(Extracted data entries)
# # # # #
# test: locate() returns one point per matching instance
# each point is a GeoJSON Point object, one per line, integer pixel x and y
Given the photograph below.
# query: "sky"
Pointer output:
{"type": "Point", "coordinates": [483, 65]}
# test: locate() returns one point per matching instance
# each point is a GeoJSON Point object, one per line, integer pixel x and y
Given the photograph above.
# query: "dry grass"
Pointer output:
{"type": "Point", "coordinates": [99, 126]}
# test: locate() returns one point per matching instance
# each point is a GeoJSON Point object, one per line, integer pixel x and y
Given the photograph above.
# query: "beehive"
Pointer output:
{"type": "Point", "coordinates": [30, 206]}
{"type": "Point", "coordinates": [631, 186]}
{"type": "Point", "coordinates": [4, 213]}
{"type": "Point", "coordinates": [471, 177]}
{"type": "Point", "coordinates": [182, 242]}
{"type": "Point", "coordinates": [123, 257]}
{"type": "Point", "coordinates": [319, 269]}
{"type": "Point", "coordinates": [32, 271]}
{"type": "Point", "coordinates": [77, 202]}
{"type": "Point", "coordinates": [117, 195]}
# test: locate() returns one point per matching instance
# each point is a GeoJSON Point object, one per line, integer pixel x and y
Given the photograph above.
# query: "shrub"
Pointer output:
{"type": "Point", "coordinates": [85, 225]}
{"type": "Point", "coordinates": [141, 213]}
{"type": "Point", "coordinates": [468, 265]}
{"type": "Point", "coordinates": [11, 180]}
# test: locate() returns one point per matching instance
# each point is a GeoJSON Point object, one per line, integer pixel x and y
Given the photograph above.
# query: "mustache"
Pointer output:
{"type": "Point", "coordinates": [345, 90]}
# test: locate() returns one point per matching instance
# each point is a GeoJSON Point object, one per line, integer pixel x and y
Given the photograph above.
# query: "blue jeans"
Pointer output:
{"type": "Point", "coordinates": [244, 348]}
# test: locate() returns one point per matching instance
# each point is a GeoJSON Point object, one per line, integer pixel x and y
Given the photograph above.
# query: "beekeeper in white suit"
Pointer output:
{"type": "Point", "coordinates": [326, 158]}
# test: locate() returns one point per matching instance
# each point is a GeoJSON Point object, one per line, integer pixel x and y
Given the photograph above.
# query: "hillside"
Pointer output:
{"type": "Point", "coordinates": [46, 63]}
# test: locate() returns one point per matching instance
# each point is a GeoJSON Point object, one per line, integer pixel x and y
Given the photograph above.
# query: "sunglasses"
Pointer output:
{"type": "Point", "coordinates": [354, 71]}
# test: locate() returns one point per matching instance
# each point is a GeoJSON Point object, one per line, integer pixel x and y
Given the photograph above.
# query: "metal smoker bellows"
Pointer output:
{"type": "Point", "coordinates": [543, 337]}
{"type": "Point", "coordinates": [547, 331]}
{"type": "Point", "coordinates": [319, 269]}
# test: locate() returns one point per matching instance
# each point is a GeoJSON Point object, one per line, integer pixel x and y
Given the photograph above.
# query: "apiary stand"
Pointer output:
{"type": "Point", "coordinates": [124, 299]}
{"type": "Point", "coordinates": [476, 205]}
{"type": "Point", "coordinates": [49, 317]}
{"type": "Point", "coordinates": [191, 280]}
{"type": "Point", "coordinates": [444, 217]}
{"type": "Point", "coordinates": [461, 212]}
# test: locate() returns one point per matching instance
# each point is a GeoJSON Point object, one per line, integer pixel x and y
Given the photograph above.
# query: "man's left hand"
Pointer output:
# # # # #
- **GIVEN EXERCISE**: Reproduce the records above exactly.

- **EXPECTED OUTPUT**:
# test: locate() returns one point per matching instance
# each point is a GeoJSON Point object, one per line, integer pixel x and y
Given the photograph below.
# query: "sky"
Pointer output:
{"type": "Point", "coordinates": [483, 65]}
# test: locate() returns one point per matching instance
# each point is a GeoJSON Point object, one per line, integer pixel x and y
Given the photograph above.
# query: "dry grass"
Pointer output:
{"type": "Point", "coordinates": [99, 126]}
# test: locate() returns one point per matching instance
# each point is a GeoJSON Point object, one per line, integer pixel x and y
Given the photograph above.
# query: "beehive"
Pointer output:
{"type": "Point", "coordinates": [30, 206]}
{"type": "Point", "coordinates": [631, 186]}
{"type": "Point", "coordinates": [4, 213]}
{"type": "Point", "coordinates": [471, 177]}
{"type": "Point", "coordinates": [182, 242]}
{"type": "Point", "coordinates": [123, 257]}
{"type": "Point", "coordinates": [319, 269]}
{"type": "Point", "coordinates": [32, 271]}
{"type": "Point", "coordinates": [77, 202]}
{"type": "Point", "coordinates": [117, 195]}
# test: locate() returns one point per matching instance
# each point is a GeoJSON Point object, one per line, integer pixel x and y
Given the photograph above.
# query: "shrub"
Pointer output:
{"type": "Point", "coordinates": [85, 225]}
{"type": "Point", "coordinates": [141, 213]}
{"type": "Point", "coordinates": [468, 265]}
{"type": "Point", "coordinates": [11, 180]}
# test: locate() returns one point per matching instance
# each point is a GeoJSON Point object, one per line, integer pixel x and y
Given the photograph above.
# query: "mustache"
Pointer output:
{"type": "Point", "coordinates": [345, 90]}
# test: locate() returns one point per matching instance
# each point is a GeoJSON Point object, one per line, integer pixel x and y
Given the photograph above.
# query: "blue jeans"
Pointer output:
{"type": "Point", "coordinates": [244, 348]}
# test: locate() returns one point per matching instance
# each point is a GeoJSON Point object, one per line, integer pixel x and y
Given the photograph above.
# query: "beekeeper in white suit"
Pointer output:
{"type": "Point", "coordinates": [326, 158]}
# test: locate() returns one point per matching instance
# each point is a GeoJSON Point object, one per line, integer pixel x and y
Given the photograph above.
# query: "hillside"
Pointer output:
{"type": "Point", "coordinates": [46, 63]}
# test: locate() returns one point per matching instance
# each point is a GeoJSON Point object, one per line, integer pixel x and y
Given the photograph above.
# query: "sunglasses"
Pointer output:
{"type": "Point", "coordinates": [354, 71]}
# test: locate() returns one point per matching instance
# each point is a GeoJSON Point object, one per line, integer pixel x and y
Given the photograph above.
# query: "metal smoker bellows"
Pointer output:
{"type": "Point", "coordinates": [543, 337]}
{"type": "Point", "coordinates": [547, 331]}
{"type": "Point", "coordinates": [319, 269]}
# test: locate() returns one point per matching instance
# each point is a GeoJSON Point object, one per line, integer pixel x and y
Given the photograph above.
# query: "apiary stand"
Pointer output:
{"type": "Point", "coordinates": [124, 299]}
{"type": "Point", "coordinates": [476, 205]}
{"type": "Point", "coordinates": [49, 317]}
{"type": "Point", "coordinates": [191, 280]}
{"type": "Point", "coordinates": [444, 217]}
{"type": "Point", "coordinates": [461, 212]}
# test: locate() returns one point per matching instance
# each point is a GeoJSON Point object, one per line, integer pixel x and y
Given the photograph above.
# query: "man's left hand"
Pointer output:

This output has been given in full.